Entries from a pointing dataset
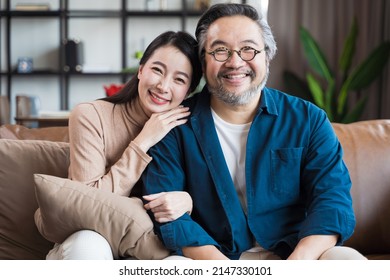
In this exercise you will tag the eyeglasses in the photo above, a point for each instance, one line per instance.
(245, 53)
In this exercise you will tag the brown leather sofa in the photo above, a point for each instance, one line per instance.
(366, 152)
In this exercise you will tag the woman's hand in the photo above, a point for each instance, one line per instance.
(168, 206)
(159, 125)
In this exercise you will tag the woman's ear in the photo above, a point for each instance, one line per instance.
(139, 73)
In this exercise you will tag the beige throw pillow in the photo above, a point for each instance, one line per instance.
(68, 206)
(19, 160)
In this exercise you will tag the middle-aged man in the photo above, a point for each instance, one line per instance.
(264, 169)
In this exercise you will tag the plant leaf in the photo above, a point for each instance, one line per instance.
(349, 48)
(364, 74)
(296, 86)
(314, 55)
(328, 99)
(316, 90)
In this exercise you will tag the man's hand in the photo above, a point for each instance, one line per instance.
(312, 247)
(168, 206)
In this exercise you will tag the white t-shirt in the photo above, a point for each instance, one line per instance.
(233, 138)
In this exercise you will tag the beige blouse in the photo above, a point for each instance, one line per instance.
(102, 153)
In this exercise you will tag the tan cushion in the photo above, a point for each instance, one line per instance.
(366, 147)
(57, 134)
(19, 160)
(67, 206)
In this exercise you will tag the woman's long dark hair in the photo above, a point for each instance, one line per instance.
(184, 42)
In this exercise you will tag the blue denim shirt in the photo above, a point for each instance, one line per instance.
(297, 183)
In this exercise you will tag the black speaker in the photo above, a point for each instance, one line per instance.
(74, 55)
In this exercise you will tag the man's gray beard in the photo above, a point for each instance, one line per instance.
(232, 98)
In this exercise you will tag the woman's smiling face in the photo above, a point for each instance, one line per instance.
(164, 80)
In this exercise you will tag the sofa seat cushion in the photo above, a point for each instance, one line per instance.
(67, 206)
(366, 147)
(19, 160)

## Task statement
Without the pictures, restate each entry exactly.

## Complete answer
In this exercise you will tag the eyeglasses in the photo above, a point for each instance, one line per instance.
(245, 53)
In this exercise you will tag the brown leather sofa in the photo above, a point for each instance, one line per instance.
(366, 152)
In this exercise you will tag the woman's hand in the photo above, a point for each instance, one line per instance.
(168, 206)
(159, 125)
In this exercise you will tag the woman's ear in the photo above, a point for each instance, one line per instance.
(139, 73)
In this exercise you will tag the beige throw pillow in the photo above, a point for each instance, one line per instance.
(68, 206)
(19, 160)
In this exercise you will tag the middle-aged man in the photo above, a point for each instance, one line per instance.
(264, 169)
In this exercise you will tag the plant leaf in the photo above, a point for each instance, one line per instance.
(349, 48)
(364, 74)
(296, 86)
(314, 55)
(328, 99)
(316, 90)
In this exercise you will tag the man's hand in the photo above, a point for each instance, one line per instance.
(312, 247)
(168, 206)
In this exercise you will tag the white t-shirt in the photo above, a point for each instance, one line per instance.
(233, 138)
In this exercise you will tag the beige blouse in the photo above, a point for each instance, one line per instance.
(102, 153)
In this exercise you will tag the tan cushion in the photo above, a point for each instance, one line per instance.
(366, 147)
(57, 134)
(19, 160)
(67, 206)
In this exercise you will tag the woman's long dark hair in the photo above, a point for each instance, one line per instance.
(184, 42)
In this exercise you will tag the blue denim shirt in the photo above, a point for each instance, one line per instance.
(297, 183)
In this exercise you will tag the black speaker in the photo above, a point for each instance, one line per instance.
(74, 55)
In this exercise you will tag the man's gray beard in the photo above, a point for each instance, one line per instance.
(232, 98)
In this exercise you will tag the woman's smiling face in the photo above, a point for each instance, one line per instance.
(164, 80)
In this exercise you will tag the sofa seat cushion in the photo above, a point for each instance, one line per instance.
(67, 206)
(366, 147)
(19, 160)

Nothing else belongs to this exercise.